(Region labeling entries)
········

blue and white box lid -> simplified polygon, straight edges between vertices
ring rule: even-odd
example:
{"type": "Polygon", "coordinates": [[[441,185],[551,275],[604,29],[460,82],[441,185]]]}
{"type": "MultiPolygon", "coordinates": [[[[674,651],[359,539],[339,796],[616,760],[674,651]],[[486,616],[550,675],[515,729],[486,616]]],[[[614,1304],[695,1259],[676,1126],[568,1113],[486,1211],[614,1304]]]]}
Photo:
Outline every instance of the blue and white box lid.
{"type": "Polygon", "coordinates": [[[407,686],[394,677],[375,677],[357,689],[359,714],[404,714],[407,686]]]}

········

Copy every line of the records above word for word, changing nothing.

◆ **EXERCISE RESPONSE**:
blue and white box lid -> simplified polygon, straight edges between vertices
ring rule: even-odd
example:
{"type": "Polygon", "coordinates": [[[441,185],[551,275],[604,29],[460,82],[441,185]]]}
{"type": "MultiPolygon", "coordinates": [[[[674,651],[359,539],[339,796],[616,760],[674,651]],[[486,616],[550,675],[515,729],[486,616]]],[[[614,1304],[695,1259],[676,1126],[568,1113],[486,1211],[614,1304]]]]}
Photo:
Outline every instance of the blue and white box lid.
{"type": "Polygon", "coordinates": [[[407,686],[394,677],[375,677],[357,689],[359,714],[404,714],[407,686]]]}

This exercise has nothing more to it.